▸ **WHAT YOU ARE ASKED TO DO**: Take the line containing "Where can you spot the wading" through the last line of the data and retype those lines exactly. Pictures do not belong in the copy.

***** DATASET ROWS *****

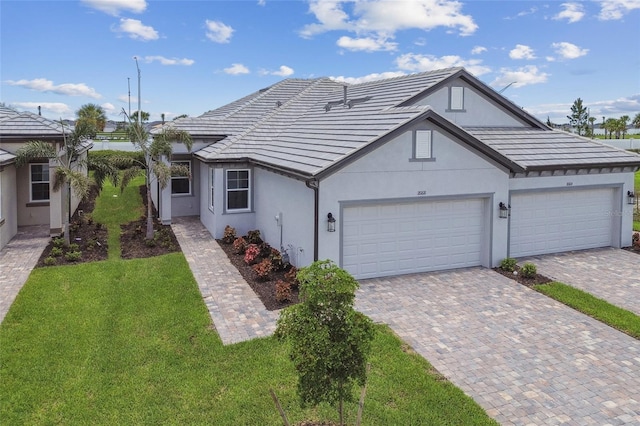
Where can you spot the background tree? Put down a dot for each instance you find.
(69, 168)
(134, 116)
(155, 149)
(578, 117)
(330, 341)
(92, 118)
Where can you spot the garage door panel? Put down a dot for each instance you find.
(557, 221)
(426, 236)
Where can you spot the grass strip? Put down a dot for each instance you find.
(603, 311)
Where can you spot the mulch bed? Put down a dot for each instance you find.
(264, 289)
(133, 242)
(90, 237)
(517, 276)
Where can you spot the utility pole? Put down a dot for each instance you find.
(139, 102)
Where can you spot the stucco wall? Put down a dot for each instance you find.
(8, 204)
(478, 110)
(387, 174)
(291, 200)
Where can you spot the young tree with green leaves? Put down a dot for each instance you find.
(330, 341)
(157, 150)
(579, 116)
(69, 168)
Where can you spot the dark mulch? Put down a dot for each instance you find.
(517, 276)
(87, 237)
(133, 242)
(265, 290)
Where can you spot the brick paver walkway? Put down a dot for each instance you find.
(523, 357)
(17, 259)
(608, 273)
(237, 313)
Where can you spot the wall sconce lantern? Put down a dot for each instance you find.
(331, 223)
(504, 210)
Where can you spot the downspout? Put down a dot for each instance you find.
(314, 184)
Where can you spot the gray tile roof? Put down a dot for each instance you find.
(538, 149)
(27, 125)
(6, 157)
(304, 127)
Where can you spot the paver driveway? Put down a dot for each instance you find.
(523, 357)
(608, 273)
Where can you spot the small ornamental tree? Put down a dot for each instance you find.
(330, 341)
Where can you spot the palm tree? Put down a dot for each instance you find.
(92, 117)
(155, 149)
(69, 168)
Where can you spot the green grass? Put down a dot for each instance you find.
(131, 342)
(616, 317)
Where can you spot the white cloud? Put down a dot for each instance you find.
(616, 9)
(136, 30)
(169, 61)
(419, 63)
(379, 20)
(218, 31)
(55, 107)
(365, 44)
(568, 50)
(572, 12)
(369, 77)
(69, 89)
(524, 76)
(236, 69)
(114, 7)
(522, 52)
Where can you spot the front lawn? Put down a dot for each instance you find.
(131, 342)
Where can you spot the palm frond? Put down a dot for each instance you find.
(33, 150)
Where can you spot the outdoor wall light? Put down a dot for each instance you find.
(504, 210)
(331, 223)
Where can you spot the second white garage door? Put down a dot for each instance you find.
(392, 239)
(557, 221)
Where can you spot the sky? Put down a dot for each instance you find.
(195, 56)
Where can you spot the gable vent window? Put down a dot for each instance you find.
(456, 98)
(422, 146)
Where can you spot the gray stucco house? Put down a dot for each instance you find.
(26, 193)
(423, 172)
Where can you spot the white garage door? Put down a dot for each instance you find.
(553, 222)
(393, 239)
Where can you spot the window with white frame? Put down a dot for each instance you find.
(456, 98)
(181, 185)
(238, 188)
(422, 146)
(212, 178)
(39, 182)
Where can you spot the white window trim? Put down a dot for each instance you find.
(182, 194)
(48, 181)
(456, 98)
(423, 145)
(226, 191)
(212, 176)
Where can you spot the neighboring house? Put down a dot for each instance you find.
(416, 171)
(26, 193)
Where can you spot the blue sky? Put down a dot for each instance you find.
(198, 55)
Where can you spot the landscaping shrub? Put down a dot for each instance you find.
(239, 245)
(508, 264)
(262, 269)
(283, 291)
(529, 270)
(229, 235)
(251, 254)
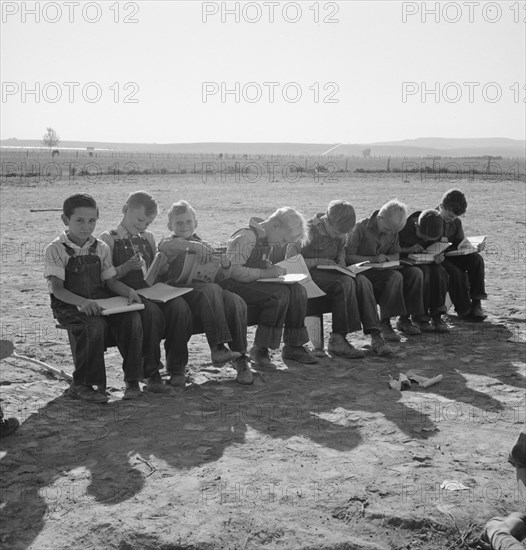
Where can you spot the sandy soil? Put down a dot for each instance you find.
(322, 456)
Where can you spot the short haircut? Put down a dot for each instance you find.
(341, 214)
(177, 208)
(79, 200)
(292, 220)
(141, 198)
(431, 223)
(395, 212)
(455, 201)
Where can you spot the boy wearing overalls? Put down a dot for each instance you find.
(252, 253)
(79, 270)
(132, 247)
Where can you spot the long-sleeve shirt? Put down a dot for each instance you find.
(453, 232)
(322, 245)
(239, 250)
(366, 240)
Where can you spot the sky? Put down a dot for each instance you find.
(311, 72)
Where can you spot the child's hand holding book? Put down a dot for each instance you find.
(133, 297)
(272, 271)
(135, 262)
(90, 308)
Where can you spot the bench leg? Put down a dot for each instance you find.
(314, 325)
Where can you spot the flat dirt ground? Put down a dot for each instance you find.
(318, 456)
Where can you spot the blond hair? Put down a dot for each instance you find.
(177, 208)
(395, 214)
(291, 220)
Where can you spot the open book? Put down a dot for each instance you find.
(195, 271)
(468, 246)
(355, 269)
(150, 274)
(117, 304)
(160, 292)
(295, 265)
(287, 279)
(428, 256)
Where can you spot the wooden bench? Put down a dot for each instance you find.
(316, 307)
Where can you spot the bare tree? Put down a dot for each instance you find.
(50, 138)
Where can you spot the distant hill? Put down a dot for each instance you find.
(420, 147)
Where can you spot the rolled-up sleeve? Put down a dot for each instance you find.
(54, 263)
(238, 252)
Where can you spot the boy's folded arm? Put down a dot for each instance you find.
(174, 247)
(121, 289)
(66, 296)
(238, 252)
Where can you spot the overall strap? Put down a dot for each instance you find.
(93, 247)
(69, 250)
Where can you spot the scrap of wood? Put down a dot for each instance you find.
(53, 370)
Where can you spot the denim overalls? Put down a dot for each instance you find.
(279, 305)
(89, 335)
(124, 249)
(82, 278)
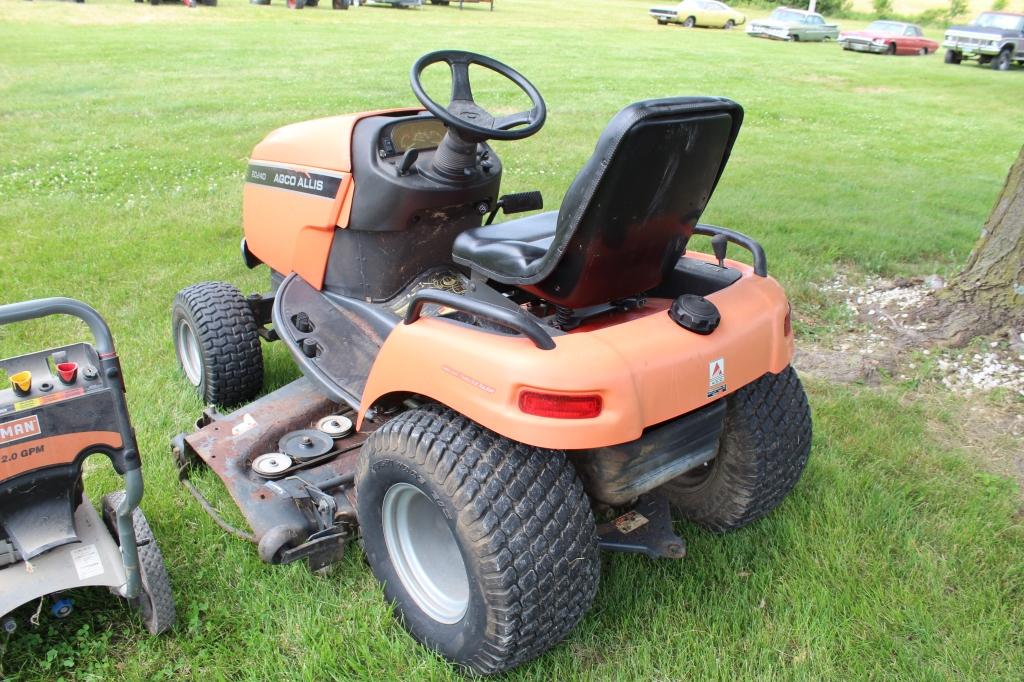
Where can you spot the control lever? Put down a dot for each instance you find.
(408, 160)
(719, 244)
(517, 203)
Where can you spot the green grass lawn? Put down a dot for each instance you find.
(124, 134)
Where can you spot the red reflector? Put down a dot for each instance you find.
(560, 406)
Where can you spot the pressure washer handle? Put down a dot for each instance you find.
(43, 307)
(127, 458)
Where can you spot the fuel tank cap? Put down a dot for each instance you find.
(695, 313)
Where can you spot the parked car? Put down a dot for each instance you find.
(796, 25)
(699, 12)
(889, 38)
(993, 38)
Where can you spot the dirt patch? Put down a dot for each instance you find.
(876, 90)
(822, 80)
(887, 340)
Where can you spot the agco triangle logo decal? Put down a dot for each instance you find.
(716, 377)
(27, 427)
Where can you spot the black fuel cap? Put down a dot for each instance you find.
(695, 313)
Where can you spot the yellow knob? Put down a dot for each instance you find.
(22, 381)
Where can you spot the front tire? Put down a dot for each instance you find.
(486, 547)
(766, 439)
(216, 340)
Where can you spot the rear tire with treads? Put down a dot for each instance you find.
(764, 448)
(518, 517)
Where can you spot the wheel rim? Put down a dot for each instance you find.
(188, 352)
(424, 553)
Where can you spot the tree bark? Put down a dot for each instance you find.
(988, 294)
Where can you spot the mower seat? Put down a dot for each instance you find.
(629, 213)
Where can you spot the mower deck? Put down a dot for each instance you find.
(305, 513)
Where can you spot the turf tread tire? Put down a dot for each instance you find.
(228, 337)
(524, 516)
(156, 604)
(765, 444)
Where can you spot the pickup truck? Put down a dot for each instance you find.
(995, 39)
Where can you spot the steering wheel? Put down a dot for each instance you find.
(469, 120)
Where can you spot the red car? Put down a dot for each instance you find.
(888, 38)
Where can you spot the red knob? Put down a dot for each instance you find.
(68, 372)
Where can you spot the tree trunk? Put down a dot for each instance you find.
(988, 294)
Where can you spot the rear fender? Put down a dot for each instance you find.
(647, 370)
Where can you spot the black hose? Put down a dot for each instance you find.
(208, 508)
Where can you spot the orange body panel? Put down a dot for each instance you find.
(646, 369)
(323, 143)
(29, 455)
(292, 231)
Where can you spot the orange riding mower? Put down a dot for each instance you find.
(489, 405)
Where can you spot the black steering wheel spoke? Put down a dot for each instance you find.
(461, 89)
(513, 120)
(463, 116)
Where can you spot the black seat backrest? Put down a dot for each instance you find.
(627, 217)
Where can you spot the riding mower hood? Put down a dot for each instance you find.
(61, 406)
(489, 405)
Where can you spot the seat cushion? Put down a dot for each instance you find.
(512, 249)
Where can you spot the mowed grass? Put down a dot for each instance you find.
(124, 133)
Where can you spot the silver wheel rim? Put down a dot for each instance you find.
(188, 353)
(424, 553)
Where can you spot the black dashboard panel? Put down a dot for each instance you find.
(419, 133)
(402, 221)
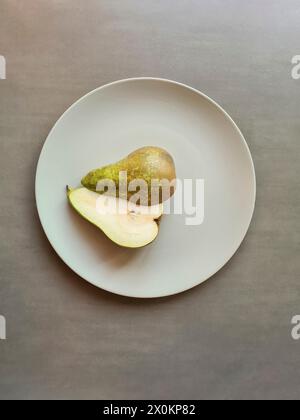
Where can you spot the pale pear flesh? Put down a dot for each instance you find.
(125, 223)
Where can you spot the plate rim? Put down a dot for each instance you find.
(235, 126)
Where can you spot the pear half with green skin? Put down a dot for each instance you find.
(148, 164)
(125, 223)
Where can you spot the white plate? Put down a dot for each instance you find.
(106, 125)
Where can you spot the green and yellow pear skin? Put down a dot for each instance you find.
(151, 164)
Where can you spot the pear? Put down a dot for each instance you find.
(126, 224)
(153, 165)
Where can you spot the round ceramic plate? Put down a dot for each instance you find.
(109, 123)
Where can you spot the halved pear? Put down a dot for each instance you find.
(125, 223)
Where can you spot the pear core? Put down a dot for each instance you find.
(125, 223)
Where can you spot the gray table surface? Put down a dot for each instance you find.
(227, 339)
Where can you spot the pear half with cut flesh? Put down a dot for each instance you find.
(125, 223)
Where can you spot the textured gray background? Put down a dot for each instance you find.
(229, 338)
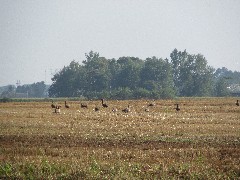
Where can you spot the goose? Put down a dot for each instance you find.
(104, 104)
(151, 104)
(57, 109)
(66, 105)
(237, 103)
(146, 110)
(53, 105)
(83, 105)
(126, 110)
(114, 109)
(177, 108)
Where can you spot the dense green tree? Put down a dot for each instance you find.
(192, 75)
(156, 75)
(64, 82)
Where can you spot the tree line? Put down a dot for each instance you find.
(182, 75)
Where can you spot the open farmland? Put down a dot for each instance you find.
(201, 141)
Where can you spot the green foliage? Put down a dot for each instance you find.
(133, 78)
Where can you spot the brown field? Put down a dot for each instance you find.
(201, 141)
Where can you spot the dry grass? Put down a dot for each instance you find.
(201, 141)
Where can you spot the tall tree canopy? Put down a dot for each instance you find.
(130, 77)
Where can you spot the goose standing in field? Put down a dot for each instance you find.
(83, 105)
(104, 104)
(237, 103)
(126, 110)
(53, 105)
(96, 109)
(57, 109)
(177, 108)
(114, 109)
(66, 105)
(151, 104)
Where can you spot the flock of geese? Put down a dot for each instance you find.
(104, 105)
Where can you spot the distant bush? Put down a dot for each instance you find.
(5, 99)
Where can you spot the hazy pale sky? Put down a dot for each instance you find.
(40, 36)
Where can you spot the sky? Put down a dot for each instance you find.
(40, 37)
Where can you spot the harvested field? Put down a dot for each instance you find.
(201, 141)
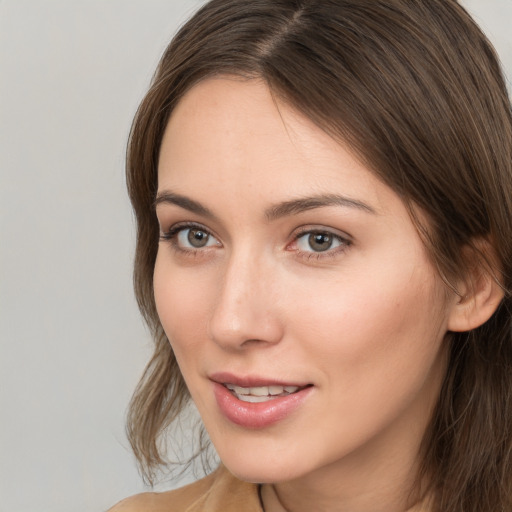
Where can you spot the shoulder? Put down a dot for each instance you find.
(219, 491)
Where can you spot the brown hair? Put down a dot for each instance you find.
(414, 87)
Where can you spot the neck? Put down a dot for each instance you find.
(378, 478)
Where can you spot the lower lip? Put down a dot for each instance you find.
(257, 415)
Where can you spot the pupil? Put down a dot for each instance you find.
(197, 238)
(320, 241)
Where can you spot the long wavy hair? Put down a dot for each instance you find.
(416, 90)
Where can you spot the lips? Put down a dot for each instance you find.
(261, 394)
(257, 403)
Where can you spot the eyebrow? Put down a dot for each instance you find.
(300, 205)
(167, 197)
(284, 209)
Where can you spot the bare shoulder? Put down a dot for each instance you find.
(170, 501)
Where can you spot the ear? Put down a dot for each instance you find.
(481, 292)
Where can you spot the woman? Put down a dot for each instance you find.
(323, 191)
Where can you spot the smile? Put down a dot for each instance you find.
(260, 393)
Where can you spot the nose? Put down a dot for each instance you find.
(246, 311)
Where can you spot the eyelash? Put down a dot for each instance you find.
(343, 241)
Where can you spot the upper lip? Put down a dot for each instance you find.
(248, 381)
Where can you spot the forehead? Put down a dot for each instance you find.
(229, 134)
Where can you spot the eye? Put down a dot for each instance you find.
(195, 238)
(190, 237)
(319, 241)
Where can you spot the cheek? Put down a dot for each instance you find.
(374, 325)
(181, 298)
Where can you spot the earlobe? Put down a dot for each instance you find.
(478, 299)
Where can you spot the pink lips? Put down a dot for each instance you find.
(255, 415)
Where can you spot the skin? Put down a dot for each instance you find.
(364, 322)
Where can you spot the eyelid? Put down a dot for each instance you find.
(172, 233)
(345, 241)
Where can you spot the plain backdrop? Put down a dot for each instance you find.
(72, 344)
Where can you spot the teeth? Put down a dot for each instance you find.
(261, 393)
(255, 399)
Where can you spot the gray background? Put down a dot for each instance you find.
(72, 345)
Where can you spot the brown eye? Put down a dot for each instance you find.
(197, 238)
(320, 242)
(194, 238)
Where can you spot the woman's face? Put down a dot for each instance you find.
(304, 313)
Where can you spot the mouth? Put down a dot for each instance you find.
(259, 394)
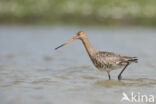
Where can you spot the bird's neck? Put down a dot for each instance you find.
(90, 50)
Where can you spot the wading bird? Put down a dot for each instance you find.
(104, 61)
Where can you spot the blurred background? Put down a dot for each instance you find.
(79, 12)
(32, 72)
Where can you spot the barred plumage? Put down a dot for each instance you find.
(104, 61)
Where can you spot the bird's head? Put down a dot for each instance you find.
(79, 35)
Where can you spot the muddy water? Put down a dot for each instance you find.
(31, 72)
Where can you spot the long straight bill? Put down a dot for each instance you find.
(64, 43)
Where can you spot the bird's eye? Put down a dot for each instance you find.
(79, 32)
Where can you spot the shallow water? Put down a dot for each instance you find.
(32, 72)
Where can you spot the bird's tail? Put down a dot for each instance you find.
(133, 59)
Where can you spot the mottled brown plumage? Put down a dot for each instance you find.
(104, 61)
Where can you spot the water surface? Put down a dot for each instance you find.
(32, 72)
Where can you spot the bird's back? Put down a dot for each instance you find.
(109, 60)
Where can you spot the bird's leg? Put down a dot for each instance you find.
(119, 76)
(109, 75)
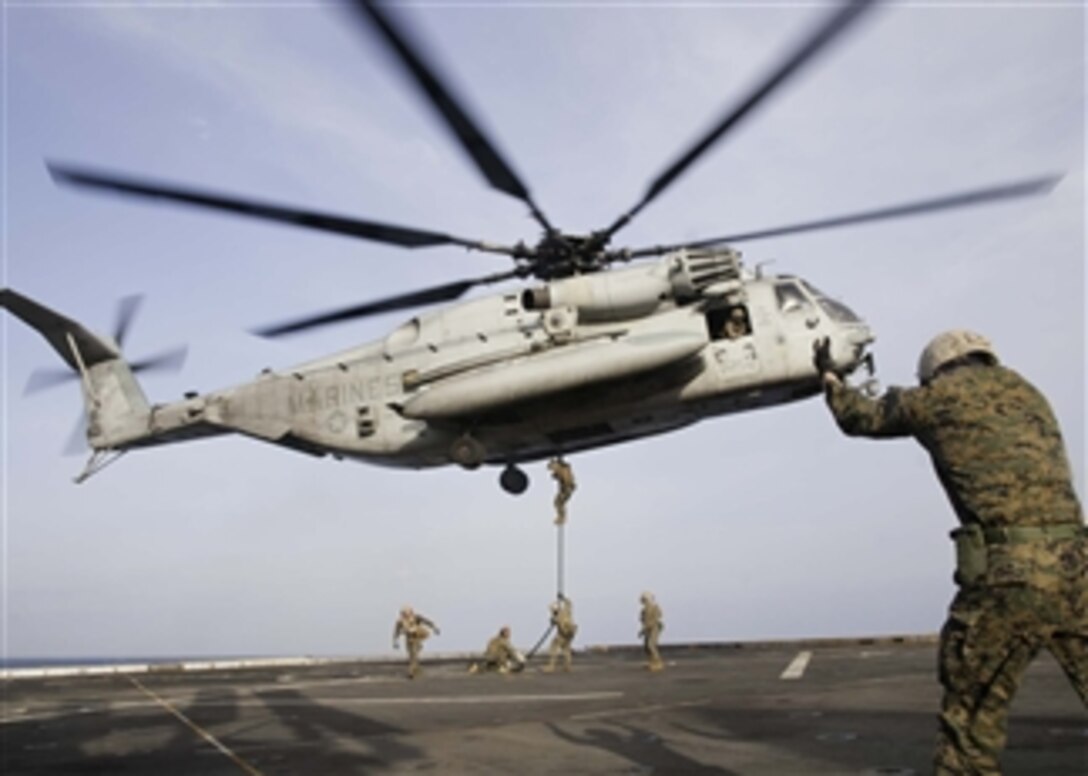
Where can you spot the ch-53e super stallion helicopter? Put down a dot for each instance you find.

*****

▸ **TASK OUTPUT**:
Where can you spot the wading bird? Put down a dot for each instance you find.
(104, 61)
Where can you spot the blurred background? Put down a dot for each instance you find.
(79, 12)
(32, 72)
Where can you spot the barred plumage? Put down a dot for each instance you find.
(104, 61)
Where can you spot the bird's head? Put down a dot for each instance you find.
(79, 35)
Where can you spot the muddy water? Put down a dot for each instance you find.
(31, 72)
Where can you spot the long straight bill? Put down a dot for each instance you find.
(64, 43)
Where can you spot the bird's eye? Put down a dot for each instance you find.
(79, 32)
Where can you spot the shallow water? Put down a dot for each instance you find.
(32, 72)
Where can you spot the bird's tail? Put down a dot for each instance you find.
(133, 59)
Where can you spot the mottled brown plumage? Put down a dot for each instance you find.
(104, 61)
Where can you spot the water surface? Put down a dot for each instance you find.
(32, 72)
Where can you spot the bird's back? Put down a dot for each instance you find.
(109, 60)
Where can you spot the bird's leg? Put down a dot for each instance you find.
(119, 76)
(109, 75)
Where can you spot the ch-53e super stallion helicopter? Put down a dot for each instance you find.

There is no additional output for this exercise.